## PASSAGE PROVIDED
>>
# Opinions on a couple brand name ideas



## Cope (Feb 25, 2010)

So I decided I want my own t-shirt brand. I've been designing typographic t-shirts with short philosophic sayings. The goal of the brand is to communicate a message that speaks about the person wearing it and that many others can connect with or relate to.



I’ve been at a loss for names that I really love. I wanted to keep it simple (which is hard for me because I love big words). Any thoughts/opinions/comments on these two names would be greatly appreciated:


Cope Creative 

Evoke Ave.




Please be blunt!


----------



## kimura-mma (Jul 26, 2008)

I think Evoke Ave. is the better of the two. It's hard to brainstorm without knowing more about the shirts you are designing. I know they are philosophical and communicate a message, but that's a broad topic. Is there a recurring theme... political? humorous? inspirational? religious?

Based on the info you have provided, I would suggest focusing on words, messages and communication. Maybe an acronym for the 8 parts of speech? Maybe using the number 8?


----------



## Cope (Feb 25, 2010)

The messages I had in mind were more inspirational, generalized life mantras I suppose...similar to the way an emo song might use lyrics that many can relate to.

8 parts of speech though, that's interesting, I hadn't thought about that. Thanks.


----------



## Swagger11 (Jun 24, 2008)

How about Mantra 8? or Mantra eight? A kind of collab of the two. Just my 2 cents!


----------



## Cope (Feb 25, 2010)

I put this up on Emptees.com too.. here are some of the ideas that people came up with there: 

Copeful
Copyst
Copeulation
Copeycat


----------



## Swagger11 (Jun 24, 2008)
<<
## STATED PROBLEM 1
In the brand-name thread, why does kimura-mma find it difficult to brainstorm names? Answer in one to three sentences.
## STATED PROBLEM 2
Rewrite the brand-name thread's paragraph beginning "So I decided I want my own t-shirt brand" as a brief list that keeps its main facts.
## STATED PROBLEM 3
Extend the brand-name thread from its final line.
The records that follow bear no relation to the brand-name thread.

## Point-based annotation data
>>
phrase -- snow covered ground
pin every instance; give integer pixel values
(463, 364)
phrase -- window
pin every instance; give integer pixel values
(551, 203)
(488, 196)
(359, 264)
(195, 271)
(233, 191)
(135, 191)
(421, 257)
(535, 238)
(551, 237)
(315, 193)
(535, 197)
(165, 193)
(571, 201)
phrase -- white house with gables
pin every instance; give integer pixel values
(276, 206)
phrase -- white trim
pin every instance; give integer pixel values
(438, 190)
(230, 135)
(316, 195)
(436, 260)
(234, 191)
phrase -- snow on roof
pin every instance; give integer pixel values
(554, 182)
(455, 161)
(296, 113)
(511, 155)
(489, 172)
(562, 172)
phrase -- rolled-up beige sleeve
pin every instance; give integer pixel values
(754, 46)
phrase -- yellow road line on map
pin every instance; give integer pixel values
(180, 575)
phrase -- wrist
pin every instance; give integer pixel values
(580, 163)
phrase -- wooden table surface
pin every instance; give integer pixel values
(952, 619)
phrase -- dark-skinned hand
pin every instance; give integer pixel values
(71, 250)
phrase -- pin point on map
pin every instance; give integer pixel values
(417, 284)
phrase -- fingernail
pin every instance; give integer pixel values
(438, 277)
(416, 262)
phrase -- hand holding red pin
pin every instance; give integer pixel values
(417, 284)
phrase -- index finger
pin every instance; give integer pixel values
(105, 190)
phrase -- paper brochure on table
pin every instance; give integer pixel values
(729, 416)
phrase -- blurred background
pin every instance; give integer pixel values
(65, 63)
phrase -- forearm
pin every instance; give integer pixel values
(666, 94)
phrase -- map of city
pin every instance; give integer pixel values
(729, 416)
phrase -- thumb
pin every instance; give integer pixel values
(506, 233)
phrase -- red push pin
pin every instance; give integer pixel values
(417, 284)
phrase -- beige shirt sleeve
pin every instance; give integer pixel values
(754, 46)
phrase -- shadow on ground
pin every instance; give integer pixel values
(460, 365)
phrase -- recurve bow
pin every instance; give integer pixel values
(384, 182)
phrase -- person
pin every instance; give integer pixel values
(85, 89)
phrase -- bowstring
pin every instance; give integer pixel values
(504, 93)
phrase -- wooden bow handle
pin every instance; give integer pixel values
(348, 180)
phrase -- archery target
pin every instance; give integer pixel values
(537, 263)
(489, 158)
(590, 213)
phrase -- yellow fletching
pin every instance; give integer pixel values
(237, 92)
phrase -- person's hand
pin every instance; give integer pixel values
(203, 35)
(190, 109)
<<
## TASK OUTPUT 1
Kimura-mma knows only that the shirts are philosophical and communicate a message, which is a broad topic. Without knowing whether there is a recurring theme, such as political, humorous, inspirational, or religious, it is hard to suggest names.

## TASK OUTPUT 2
- Cope has decided to start a t-shirt brand.
- The shirts are typographic designs with short philosophic sayings.
- The brand aims to communicate a message about the wearer that many others can connect with or relate to.

## TASK OUTPUT 3
Copeulation is awesome!


----------



## grayma (Jul 26, 2008)

A company called www.magneticpoetry.com sells sets of magnetic words that can be arranged in literally millions of combinations. Play with them on the fridge or a piece of sheetmetal, your car, etc. I believe they may have had one with a 'big' sounding word theme that may help you out. Get your friends and family to help out. It's almost impossible to not come up with a great business name this way.


----------



## Cope (Feb 25, 2010)

What about 8th Catalyst?


----------



## Swagger11 (Jun 24, 2008)

I like it!


----------



## Cope (Feb 25, 2010)

Awesome! It's the first one I've come up with that no one has disagreed with yet.

As far as the domain.. what do you think?

8thcatalyst.com
eighthcatalyst.com

?? I feel like eighth is weird to spell out


----------



## Swagger11 (Jun 24, 2008)

Uhhhhh....I like both actually, but I guess you could use 8thcatalyst.com to keep it uniform.


----------



## Austin300 (May 24, 2009)

Jamie, (cope)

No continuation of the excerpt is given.